▸ **BLOCCO DI TESTO**:
■ ■ ■

Festival Fantasio: Storia di una malattia

Lo spettacolo di mercoledì 15 novembre, "My life. 1 agosto-31 luglio" ha dato molti spunti sul significato della vita e della sua fragilità

di Fiamma Rodi

Mercoledì 15 novembre è stato messo in scena sul palco del teatro di Villazzano il secondo spettacolo di Fantasio, festival di regia teatrale che vede 8 registi lavorare su un solo testo rendendolo unico e particolare. Il testo di quest'edizione è "La locandiera" di Carlo Goldoni, testo classico del panorama teatrale italiano datato 1753, ora rielaborato ed adattato alle preferenze stilistiche dei registi in gara.

Lo spettacolo di cui parleremo oggi è "My life. 1 agosto-31 luglio". Il pezzo, diretto da Mirko Corradini, con aiuto regia di Nicola Piffer e interpretato da Laurent Gjeci ed Emilia Bonomi ha dato diversi spunti su cui ragionare.

Protagonista del pezzo è Bob Jones, uomo sulla trentina con una vita "normale": un lavoro, una relazione e dei rapporti sociali. La vita di Bob cambia però quando scopre di avere un tumore ai reni che non risponde positivamente alle cure e che sta lasciando poca possibilità di sopravvivenza.

■ ■ ■

[Dati di espressioni referenziali basati su fotografie]
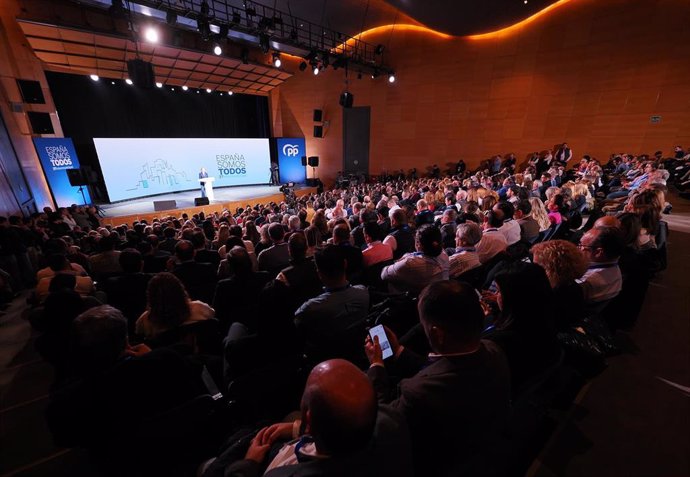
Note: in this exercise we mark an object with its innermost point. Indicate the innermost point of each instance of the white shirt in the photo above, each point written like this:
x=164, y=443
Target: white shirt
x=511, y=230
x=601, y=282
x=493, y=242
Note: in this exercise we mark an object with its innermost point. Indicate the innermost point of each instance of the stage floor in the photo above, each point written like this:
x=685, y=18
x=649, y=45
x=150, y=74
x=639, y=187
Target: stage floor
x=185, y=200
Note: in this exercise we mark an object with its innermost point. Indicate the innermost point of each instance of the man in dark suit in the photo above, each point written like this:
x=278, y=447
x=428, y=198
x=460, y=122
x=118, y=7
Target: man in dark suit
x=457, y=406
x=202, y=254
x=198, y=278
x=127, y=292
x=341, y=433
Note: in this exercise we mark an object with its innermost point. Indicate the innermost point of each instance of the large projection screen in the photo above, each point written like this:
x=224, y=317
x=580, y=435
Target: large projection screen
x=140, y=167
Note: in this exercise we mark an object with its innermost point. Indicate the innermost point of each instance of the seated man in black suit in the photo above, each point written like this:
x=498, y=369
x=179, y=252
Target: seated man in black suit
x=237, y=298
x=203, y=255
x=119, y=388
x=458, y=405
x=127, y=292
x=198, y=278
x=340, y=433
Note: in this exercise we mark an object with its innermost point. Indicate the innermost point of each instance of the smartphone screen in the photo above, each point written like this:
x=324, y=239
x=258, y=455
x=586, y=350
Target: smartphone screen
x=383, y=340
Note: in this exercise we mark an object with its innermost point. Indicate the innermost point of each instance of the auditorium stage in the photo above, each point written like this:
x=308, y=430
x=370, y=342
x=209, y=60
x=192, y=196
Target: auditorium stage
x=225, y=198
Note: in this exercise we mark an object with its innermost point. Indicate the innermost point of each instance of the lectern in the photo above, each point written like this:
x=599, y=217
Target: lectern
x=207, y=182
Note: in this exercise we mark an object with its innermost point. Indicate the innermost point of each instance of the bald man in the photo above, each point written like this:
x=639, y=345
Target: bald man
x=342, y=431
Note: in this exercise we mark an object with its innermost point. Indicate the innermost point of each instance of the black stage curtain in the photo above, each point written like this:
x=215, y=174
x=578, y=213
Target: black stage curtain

■ ■ ■

▸ **ESERCIZIO**: Cita dall'articolo sul Festival Fantasio il passo che inizia con "Lo spettacolo di cui" e termina con "possibilità di sopravvivenza.".

▸ **SOLUZIONE**:
Lo spettacolo di cui parleremo oggi è "My life. 1 agosto-31 luglio". Il pezzo, diretto da Mirko Corradini, con aiuto regia di Nicola Piffer e interpretato da Laurent Gjeci ed Emilia Bonomi ha dato diversi spunti su cui ragionare.

Protagonista del pezzo è Bob Jones, uomo sulla trentina con una vita "normale": un lavoro, una relazione e dei rapporti sociali. La vita di Bob cambia però quando scopre di avere un tumore ai reni che non risponde positivamente alle cure e che sta lasciando poca possibilità di sopravvivenza.